“Capella C was supposed to be Capella Sea but transport Canada didn’t understand and gave us CAPELLA C. So we kept it. Also, Capella is one of the 57 navigational stars.

Capella C, C&C Landfall 38′

Interview with the Captain — Jason Ellis

About the Boat 

Why did you choose to buy this particular boat and what else did you consider?
We purchased our 81 C&C landfall 38′ after a lot of reading and visiting other boats. Our list wasn’t extensive for haves, just because we wanted to do it all ourselves and make it ours. But we did need certain basics like closed rooms for intimacy, large salon and a cockpit to fit 4 comfortably. This boat was our ocean crossing, blue water boat final purchase (we hope). Our boat length we looked at was between 36′ and 43′. Because of the draft and the cost involved in maintaining the boat, this was something also to consider.

We looked at the bigger production boats, they had all our wants but all of them had one problem… How do you cook or hold yourself while walking in bigger seas? They are awesome at anchor, but, as an example, while crossing on a Jeanneau I broke a finger and my nose. Plus, we had to sleep under way and I looked like a Swiss roll in my blankets after just 1 hour.

How did you come to find/locate her before purchasing (and what’s the boat’s history if you know it)?
We fell upon a website that mentioned 10 old boats that were ahead of their time and still cut it today. A lot of the 180 38’s are afloat and quite a few crossed an ocean or more. Plus, one was available for sale at my wintering marina.

What boats have you previously owned?
We owned an array of boats such as a Sunray 169, which we kept while we had fewer kids and  a smaller budget. Then we bought a Bayliner 2550 that the kids loved, and so did we. It could sleep 6 easy, pull a water tube, and was affordable.

How do you typically use your boat over the summer, and where do you go?
We have moved aboard 2 years ago and have been living on it 24/365 since. My wife and 15-year-old son included.

We went all over the thousand islands with this one. When the money got easier, we purchased a Searay 460 EC 1986. This boat was 51 foot overall and 15-foot beam. Twins double with an ensuite for the guests or kids, and our queen size with our own ensuite. It was huge and we loved that boat. But as you can imagine, $24,+++ in fuel alone for a trip to Halifax from Kingston Ontario, and that’s without the other costs, we realized for longer trips and what we had in mind for destinations, it just wouldn’t cut it. This is where myself and my wife Anne started arguing a bit. I wanted a sailboat, she wanted a flybridge. So, we got a Flybridge Bayliner 3855. We purchased the boat in March and sold it in August. The style of boating and what we expected from our vessel could not be achieved with a boat like that.

Then it was my turn. We bought a Ticon 30 1986. The price was right, but Anne didn’t like sailing. She called us turn coats, rag head and wind fairies. Early that summer, we went out in high winds on Lake Ontario. Open the sails and she fell in love with it. The boat was as sturdy as our Searay but minus the sounds. Once she loved sailing that was my cue to find a boat so I could retire and do our travels.

What are the features you like most about your boat? 
Speed, sturdiness (stiffness) under sail, and adaptability.

How do you typically use your boat over the summer, and where do you go? What are your immediate plans?
We took her in the Ontario Lake for 2 years while we tried her out and did some improvements. Now we are taking the trip of our lifetime, leaving Canada out of the east coast. Currently going to Halifax.

_DATA RECORDS:_
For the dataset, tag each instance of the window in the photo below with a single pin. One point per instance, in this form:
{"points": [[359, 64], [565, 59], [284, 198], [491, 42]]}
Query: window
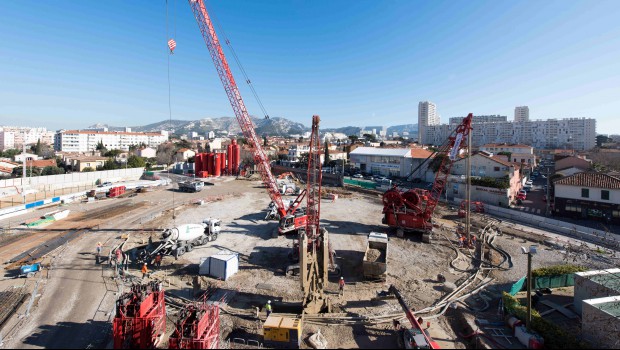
{"points": [[604, 194]]}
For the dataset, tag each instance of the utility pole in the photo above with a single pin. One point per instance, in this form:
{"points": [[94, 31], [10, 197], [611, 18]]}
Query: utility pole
{"points": [[24, 166], [547, 213], [468, 189], [528, 322]]}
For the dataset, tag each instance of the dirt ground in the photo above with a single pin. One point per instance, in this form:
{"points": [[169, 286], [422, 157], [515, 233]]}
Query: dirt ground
{"points": [[412, 265]]}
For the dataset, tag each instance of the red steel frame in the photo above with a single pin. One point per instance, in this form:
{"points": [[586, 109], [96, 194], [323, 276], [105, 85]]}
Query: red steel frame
{"points": [[413, 209], [139, 320], [198, 328]]}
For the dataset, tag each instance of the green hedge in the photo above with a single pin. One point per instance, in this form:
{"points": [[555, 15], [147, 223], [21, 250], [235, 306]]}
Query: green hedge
{"points": [[557, 270], [555, 337], [501, 183]]}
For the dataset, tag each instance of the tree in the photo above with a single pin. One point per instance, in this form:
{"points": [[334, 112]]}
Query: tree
{"points": [[110, 164], [135, 162], [11, 153], [353, 138], [100, 147], [112, 153], [182, 144], [327, 159], [52, 170], [165, 153], [508, 154]]}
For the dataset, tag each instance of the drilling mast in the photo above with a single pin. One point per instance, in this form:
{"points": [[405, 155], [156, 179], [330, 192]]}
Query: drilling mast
{"points": [[314, 253]]}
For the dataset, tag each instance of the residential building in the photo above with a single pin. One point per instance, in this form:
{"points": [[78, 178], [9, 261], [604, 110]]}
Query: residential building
{"points": [[28, 135], [79, 163], [146, 152], [40, 163], [569, 133], [396, 162], [87, 140], [591, 196], [7, 140], [572, 162], [427, 116], [25, 156], [485, 165], [522, 114], [184, 154]]}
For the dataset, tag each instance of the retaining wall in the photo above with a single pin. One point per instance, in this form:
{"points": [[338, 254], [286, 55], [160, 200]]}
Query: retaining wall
{"points": [[11, 187]]}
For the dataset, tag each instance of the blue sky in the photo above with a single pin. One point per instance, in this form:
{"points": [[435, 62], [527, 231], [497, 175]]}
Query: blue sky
{"points": [[70, 64]]}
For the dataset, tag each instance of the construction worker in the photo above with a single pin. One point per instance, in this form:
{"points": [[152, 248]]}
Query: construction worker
{"points": [[268, 308], [158, 260], [98, 251], [145, 270]]}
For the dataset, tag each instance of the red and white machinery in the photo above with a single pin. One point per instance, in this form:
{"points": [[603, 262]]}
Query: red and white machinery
{"points": [[415, 337], [412, 210], [198, 327], [291, 218], [140, 319]]}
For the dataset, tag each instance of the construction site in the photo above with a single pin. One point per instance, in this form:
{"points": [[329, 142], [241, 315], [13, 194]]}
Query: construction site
{"points": [[254, 259]]}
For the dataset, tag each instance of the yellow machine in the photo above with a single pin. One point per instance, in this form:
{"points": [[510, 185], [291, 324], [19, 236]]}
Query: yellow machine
{"points": [[282, 331]]}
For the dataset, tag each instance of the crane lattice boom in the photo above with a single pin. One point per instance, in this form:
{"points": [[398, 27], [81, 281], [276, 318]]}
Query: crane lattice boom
{"points": [[234, 96]]}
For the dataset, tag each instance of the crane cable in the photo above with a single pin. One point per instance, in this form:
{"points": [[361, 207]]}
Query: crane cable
{"points": [[170, 100], [220, 29]]}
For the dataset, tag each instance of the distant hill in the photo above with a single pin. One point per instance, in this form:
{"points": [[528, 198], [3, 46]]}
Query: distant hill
{"points": [[272, 127]]}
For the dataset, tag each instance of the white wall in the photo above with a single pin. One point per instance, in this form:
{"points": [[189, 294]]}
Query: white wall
{"points": [[574, 192]]}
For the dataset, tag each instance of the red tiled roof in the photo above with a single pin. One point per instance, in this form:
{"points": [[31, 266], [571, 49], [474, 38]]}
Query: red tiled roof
{"points": [[110, 132], [420, 153], [590, 180], [516, 145], [41, 163]]}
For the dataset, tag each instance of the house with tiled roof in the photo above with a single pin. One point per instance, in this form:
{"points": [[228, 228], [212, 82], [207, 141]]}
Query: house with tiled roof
{"points": [[588, 195], [486, 165]]}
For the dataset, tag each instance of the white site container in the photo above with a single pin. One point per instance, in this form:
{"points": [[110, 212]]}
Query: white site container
{"points": [[220, 266]]}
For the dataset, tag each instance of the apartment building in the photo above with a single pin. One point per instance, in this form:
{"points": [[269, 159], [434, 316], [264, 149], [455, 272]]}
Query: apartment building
{"points": [[16, 136], [87, 140], [427, 116], [568, 133], [522, 114]]}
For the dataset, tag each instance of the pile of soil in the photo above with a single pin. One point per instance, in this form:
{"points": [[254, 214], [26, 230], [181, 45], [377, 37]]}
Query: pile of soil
{"points": [[375, 255]]}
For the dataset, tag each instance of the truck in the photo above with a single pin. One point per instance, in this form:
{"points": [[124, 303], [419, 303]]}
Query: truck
{"points": [[178, 240], [191, 186], [375, 258]]}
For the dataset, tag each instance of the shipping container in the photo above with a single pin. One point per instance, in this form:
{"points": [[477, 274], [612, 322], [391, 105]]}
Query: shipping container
{"points": [[220, 266]]}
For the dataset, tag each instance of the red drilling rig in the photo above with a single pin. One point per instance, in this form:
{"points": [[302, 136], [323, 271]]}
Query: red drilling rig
{"points": [[412, 209], [198, 327], [292, 218], [140, 318]]}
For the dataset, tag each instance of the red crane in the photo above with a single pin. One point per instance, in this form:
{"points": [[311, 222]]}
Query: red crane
{"points": [[314, 252], [290, 218], [412, 210]]}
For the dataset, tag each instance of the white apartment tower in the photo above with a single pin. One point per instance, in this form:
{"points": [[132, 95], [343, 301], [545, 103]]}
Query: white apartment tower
{"points": [[522, 114], [427, 116]]}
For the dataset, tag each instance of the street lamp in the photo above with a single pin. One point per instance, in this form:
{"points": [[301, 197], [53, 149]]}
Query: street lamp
{"points": [[532, 251]]}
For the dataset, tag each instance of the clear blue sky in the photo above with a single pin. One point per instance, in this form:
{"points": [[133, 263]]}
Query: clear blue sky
{"points": [[70, 64]]}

_PROMPT:_ In the sailboat interview, which features of the boat does the captain say he likes most? The data here are separate material and have no connection to the interview.

_FULL SOLUTION:_ Speed, sturdiness (stiffness) under sail, and adaptability.